Collected data:
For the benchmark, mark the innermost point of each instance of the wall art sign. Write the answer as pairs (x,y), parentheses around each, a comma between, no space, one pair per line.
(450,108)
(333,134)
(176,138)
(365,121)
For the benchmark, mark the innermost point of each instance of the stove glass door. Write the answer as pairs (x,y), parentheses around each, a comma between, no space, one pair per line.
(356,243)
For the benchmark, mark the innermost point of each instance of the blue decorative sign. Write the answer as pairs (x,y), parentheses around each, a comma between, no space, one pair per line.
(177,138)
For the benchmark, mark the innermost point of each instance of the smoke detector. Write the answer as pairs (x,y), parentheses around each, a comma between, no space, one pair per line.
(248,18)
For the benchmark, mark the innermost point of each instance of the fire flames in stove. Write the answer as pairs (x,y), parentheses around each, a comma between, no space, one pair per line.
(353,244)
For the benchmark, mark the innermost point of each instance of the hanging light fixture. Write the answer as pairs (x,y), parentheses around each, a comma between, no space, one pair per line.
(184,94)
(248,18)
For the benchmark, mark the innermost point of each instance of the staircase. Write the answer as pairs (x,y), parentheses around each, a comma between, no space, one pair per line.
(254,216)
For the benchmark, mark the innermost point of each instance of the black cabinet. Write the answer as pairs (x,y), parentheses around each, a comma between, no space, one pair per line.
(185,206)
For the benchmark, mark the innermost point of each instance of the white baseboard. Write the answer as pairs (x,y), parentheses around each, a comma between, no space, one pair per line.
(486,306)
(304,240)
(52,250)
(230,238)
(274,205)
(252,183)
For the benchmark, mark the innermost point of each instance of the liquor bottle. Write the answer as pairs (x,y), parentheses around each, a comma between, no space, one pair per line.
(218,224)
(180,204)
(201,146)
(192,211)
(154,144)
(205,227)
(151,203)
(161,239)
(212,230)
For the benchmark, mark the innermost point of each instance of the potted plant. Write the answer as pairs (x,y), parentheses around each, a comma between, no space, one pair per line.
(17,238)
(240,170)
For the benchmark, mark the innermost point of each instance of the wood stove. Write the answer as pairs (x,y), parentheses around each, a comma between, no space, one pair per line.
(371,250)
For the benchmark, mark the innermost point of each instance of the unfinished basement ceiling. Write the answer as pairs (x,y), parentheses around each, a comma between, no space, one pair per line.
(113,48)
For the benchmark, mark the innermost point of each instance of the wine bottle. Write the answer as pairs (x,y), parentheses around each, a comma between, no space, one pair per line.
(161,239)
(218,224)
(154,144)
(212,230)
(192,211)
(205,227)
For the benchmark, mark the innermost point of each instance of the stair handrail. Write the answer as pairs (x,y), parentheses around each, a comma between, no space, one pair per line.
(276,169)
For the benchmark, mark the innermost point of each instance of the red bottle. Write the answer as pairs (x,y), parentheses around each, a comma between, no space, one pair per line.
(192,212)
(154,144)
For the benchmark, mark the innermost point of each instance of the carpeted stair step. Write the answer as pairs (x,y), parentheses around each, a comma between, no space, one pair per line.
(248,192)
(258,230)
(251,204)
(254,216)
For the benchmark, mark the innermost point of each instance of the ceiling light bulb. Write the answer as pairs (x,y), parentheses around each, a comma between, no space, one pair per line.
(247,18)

---

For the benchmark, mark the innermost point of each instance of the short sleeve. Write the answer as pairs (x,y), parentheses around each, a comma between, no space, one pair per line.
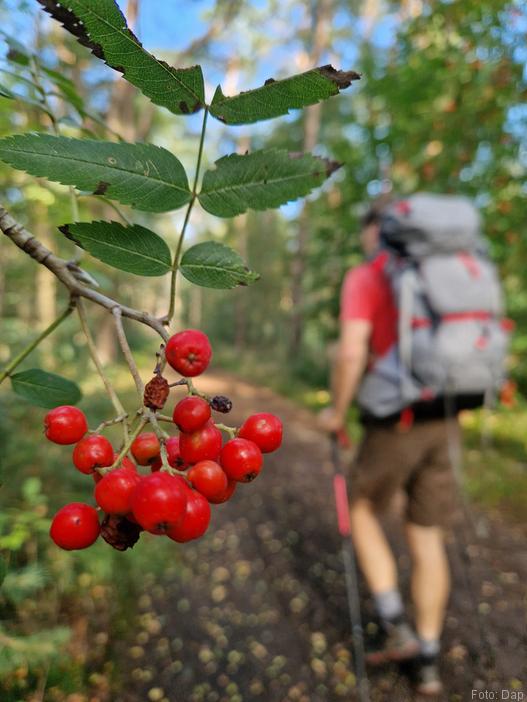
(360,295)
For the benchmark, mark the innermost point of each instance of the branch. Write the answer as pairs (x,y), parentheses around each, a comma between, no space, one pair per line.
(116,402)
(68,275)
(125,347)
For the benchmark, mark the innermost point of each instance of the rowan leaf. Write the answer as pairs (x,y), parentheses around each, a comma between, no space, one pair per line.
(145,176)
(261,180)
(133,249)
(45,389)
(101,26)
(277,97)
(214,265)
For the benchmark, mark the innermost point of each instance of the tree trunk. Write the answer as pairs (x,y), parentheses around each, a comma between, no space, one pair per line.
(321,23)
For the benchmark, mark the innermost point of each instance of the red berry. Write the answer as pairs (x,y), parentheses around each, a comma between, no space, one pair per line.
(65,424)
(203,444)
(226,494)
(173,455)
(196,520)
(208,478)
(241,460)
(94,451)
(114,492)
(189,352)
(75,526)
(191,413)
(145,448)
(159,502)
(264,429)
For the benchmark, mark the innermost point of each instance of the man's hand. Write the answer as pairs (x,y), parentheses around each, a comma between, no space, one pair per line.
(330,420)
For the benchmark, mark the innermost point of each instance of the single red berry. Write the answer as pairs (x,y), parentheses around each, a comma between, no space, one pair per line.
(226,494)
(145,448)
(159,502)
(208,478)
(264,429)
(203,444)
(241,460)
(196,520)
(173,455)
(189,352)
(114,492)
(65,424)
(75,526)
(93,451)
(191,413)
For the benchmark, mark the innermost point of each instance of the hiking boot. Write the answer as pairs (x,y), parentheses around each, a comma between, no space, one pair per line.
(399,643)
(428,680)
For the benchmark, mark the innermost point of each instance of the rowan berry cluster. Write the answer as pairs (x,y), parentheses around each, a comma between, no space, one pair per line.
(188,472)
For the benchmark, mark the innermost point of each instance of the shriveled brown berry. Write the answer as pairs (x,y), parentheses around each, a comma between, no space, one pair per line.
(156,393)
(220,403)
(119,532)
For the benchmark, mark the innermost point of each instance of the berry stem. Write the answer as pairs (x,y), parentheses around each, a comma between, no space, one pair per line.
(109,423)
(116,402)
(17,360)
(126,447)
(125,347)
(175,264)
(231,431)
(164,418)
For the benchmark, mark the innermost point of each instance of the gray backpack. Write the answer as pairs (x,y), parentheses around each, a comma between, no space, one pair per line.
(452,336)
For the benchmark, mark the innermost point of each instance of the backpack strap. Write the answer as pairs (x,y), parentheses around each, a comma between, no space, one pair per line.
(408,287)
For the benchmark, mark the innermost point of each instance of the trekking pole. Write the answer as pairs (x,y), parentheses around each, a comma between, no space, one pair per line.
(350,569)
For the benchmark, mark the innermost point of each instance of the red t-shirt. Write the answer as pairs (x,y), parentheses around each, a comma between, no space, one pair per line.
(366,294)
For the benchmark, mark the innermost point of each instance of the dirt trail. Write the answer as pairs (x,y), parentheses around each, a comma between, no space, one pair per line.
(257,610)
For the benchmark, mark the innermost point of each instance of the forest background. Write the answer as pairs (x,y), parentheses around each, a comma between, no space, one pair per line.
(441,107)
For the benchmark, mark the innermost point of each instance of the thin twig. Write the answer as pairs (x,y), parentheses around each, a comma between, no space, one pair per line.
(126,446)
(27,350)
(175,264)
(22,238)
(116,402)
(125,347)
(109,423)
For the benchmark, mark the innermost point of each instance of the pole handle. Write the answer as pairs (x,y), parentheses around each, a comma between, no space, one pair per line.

--

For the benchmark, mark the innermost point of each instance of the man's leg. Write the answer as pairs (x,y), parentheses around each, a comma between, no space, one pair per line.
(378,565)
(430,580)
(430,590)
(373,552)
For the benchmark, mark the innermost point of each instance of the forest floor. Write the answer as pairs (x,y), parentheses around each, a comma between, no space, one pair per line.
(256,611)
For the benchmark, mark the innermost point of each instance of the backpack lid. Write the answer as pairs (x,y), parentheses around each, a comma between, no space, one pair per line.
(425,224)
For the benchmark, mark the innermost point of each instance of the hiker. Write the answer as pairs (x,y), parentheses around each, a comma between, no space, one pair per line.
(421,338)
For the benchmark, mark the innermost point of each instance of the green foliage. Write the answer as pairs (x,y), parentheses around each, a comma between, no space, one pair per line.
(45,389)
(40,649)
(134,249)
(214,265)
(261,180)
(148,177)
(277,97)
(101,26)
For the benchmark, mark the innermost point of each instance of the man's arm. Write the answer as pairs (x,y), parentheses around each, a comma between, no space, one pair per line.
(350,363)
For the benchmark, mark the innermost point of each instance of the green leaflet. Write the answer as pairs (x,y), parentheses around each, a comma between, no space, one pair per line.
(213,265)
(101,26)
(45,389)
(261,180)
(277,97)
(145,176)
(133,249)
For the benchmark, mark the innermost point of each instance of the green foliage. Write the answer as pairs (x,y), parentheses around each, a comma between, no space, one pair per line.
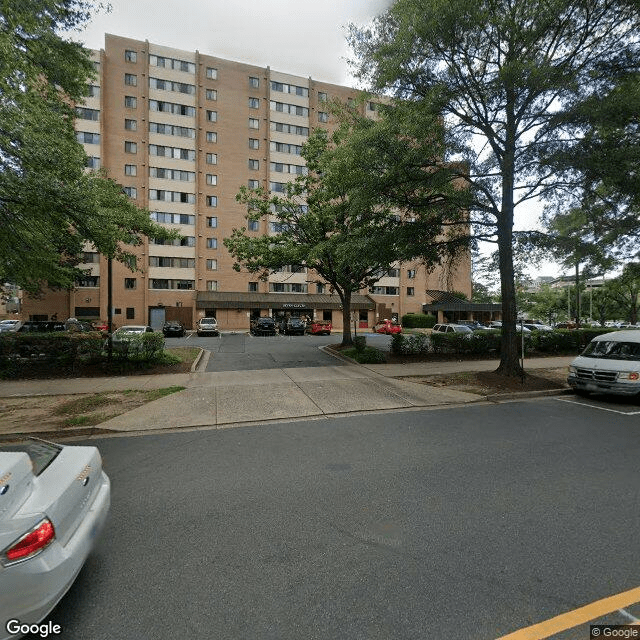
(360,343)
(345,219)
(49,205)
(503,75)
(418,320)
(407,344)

YOUR GOAL → Extract every line of the material above that contains the word "ceiling".

COMPLETE OUTPUT →
For the benchmark, mark the innermost point of each instance of the unfinished basement ceiling. Write the answer as pairs (x,y), parentheses around each, a comma between, no space, one pair per line.
For the benchmark, mark the innermost point of each instance of the ceiling light bulb. Write the answer as pairs (x,y), parentheses around each, a comma between, no space, one pair per line.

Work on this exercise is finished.